====== Document source

Si l'on admet qu'il est souhaitable d'obtenir des résultats uniformes dans le cas des contribuables émigrants et des «non-résidents permanents», il faut immédiatement se poser la question de fond suivante, soulevée dans le rapport du vérificateur général : les résidents canadiens doivent-ils être considérés comme détenant des BCI pour l'application des règles en vertu desquelles les biens qui ne sont pas des BCI sont réputés en être lorsqu'ils sont acquis en échange de BCI?

============
====== Données enregistrées

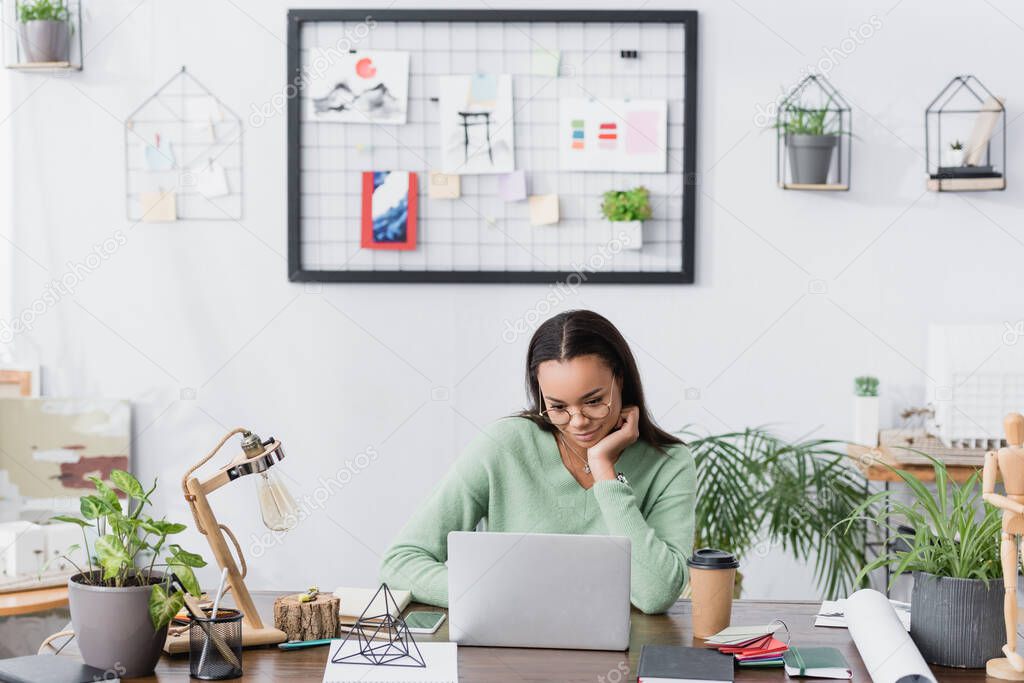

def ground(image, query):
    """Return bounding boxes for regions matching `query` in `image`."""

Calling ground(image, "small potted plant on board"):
[843,452,1006,669]
[17,0,72,63]
[775,97,844,185]
[942,140,965,168]
[601,185,651,249]
[853,375,879,449]
[53,470,206,677]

============

■ Exercice écrit: Selon le document source, pourquoi faut-il se demander immédiatement si les résidents canadiens doivent être considérés comme détenant des BCI ? Répondez en une à trois phrases, s'il vous plaît. Les entrées proviennent d'une autre source.

■ Réponse: Cette question se pose dès lors que l'on admet qu'il est souhaitable d'obtenir des résultats uniformes dans le cas des contribuables émigrants et des «non-résidents permanents». Il s'agit d'une question de fond, soulevée dans le rapport du vérificateur général.